### GIVEN REQUEST
Convert the items below into a JSON list of strings, with one string for each line and no entries for blank lines.

Point placement records:
----
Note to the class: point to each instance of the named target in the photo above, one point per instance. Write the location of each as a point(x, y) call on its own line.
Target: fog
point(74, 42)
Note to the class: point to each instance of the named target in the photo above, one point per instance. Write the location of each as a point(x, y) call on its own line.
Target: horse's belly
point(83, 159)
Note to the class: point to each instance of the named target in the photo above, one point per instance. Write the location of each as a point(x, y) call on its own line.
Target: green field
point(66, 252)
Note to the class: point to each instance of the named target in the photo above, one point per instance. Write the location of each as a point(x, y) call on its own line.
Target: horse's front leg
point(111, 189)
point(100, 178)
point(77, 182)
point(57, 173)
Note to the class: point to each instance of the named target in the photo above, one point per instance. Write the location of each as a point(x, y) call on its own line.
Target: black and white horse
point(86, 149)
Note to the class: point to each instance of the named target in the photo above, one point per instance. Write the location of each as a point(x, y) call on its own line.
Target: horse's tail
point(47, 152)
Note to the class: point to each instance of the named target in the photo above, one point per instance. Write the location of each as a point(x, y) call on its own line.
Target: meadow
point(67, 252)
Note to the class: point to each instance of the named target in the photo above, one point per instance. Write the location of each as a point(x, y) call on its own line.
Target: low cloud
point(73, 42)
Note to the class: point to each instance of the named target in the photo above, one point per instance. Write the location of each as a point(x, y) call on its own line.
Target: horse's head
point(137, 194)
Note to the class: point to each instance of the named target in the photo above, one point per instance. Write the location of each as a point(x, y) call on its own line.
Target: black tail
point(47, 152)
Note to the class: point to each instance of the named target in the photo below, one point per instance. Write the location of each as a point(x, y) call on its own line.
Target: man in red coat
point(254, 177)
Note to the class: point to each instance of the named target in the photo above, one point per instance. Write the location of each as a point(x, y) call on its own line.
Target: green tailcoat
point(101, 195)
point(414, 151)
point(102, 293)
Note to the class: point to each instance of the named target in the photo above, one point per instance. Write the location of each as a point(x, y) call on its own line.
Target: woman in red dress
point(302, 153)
----
### EXERCISE OUTPUT
[
  "Note to the class: point to each instance of the named target in the photo above, one point per instance. Write the location of each as a point(x, y) call on its own line.",
  "Target: fog",
  "point(74, 42)",
  "Note to the class: point to each instance of the named target in the photo above, one point per instance. Write the location of each as a point(x, y) call on its own line.",
  "Target: horse's belly",
  "point(83, 159)",
  "Note to the class: point to each instance of the named target in the photo above, one point per instance. Write the location of each as a point(x, y) call on its own line.",
  "Target: green field",
  "point(66, 252)",
  "Note to the class: point to each instance of the named target in the photo above, one point per instance. Write the location of each as a point(x, y) call on its own line.",
  "Target: horse's front leg",
  "point(111, 189)",
  "point(100, 178)",
  "point(77, 182)",
  "point(57, 173)",
  "Note to the class: point to each instance of the named target in the photo above, one point per instance. Write the location of each as a point(x, y) call on its own line.",
  "Target: black and white horse",
  "point(86, 149)",
  "Note to the class: point to each instance of the named target in the photo above, one point per instance. Write the location of each as a point(x, y) call on its own line.",
  "Target: horse's tail",
  "point(47, 152)",
  "Note to the class: point to each instance of the named target in the photo above, one point per instance. Write the location of each as a point(x, y) call on its own line.",
  "Target: meadow",
  "point(67, 252)",
  "Note to the class: point to each instance of the named target in the photo above, one point per instance. Write the location of each as a point(x, y) call on its own line.",
  "Target: low cloud",
  "point(73, 42)",
  "Note to the class: point to each instance of the named target in the photo above, one point per instance. Write the location of each as a point(x, y) call on its own line.",
  "Target: horse's head",
  "point(137, 194)",
  "Note to the class: point to each instance of the named target in the photo above, one point per instance. Write the location of each as a point(x, y) call on its own line.",
  "Target: black tail",
  "point(47, 152)",
  "Note to the class: point to each instance of the named target in the photo below, one point per instance. Write the location of each as a point(x, y) call on its own line.",
  "Target: man in red coat",
  "point(254, 177)",
  "Note to the class: point to each instance of the named target in the photo above, one point per instance. Write the location of each as a point(x, y) call on its own line.",
  "Target: green tailcoat",
  "point(101, 195)",
  "point(414, 151)",
  "point(102, 293)",
  "Note to the class: point to each instance of the named target in the photo above, one point per instance. Write the location of each as a point(x, y) call on its own line.",
  "Target: woman in red dress",
  "point(302, 153)"
]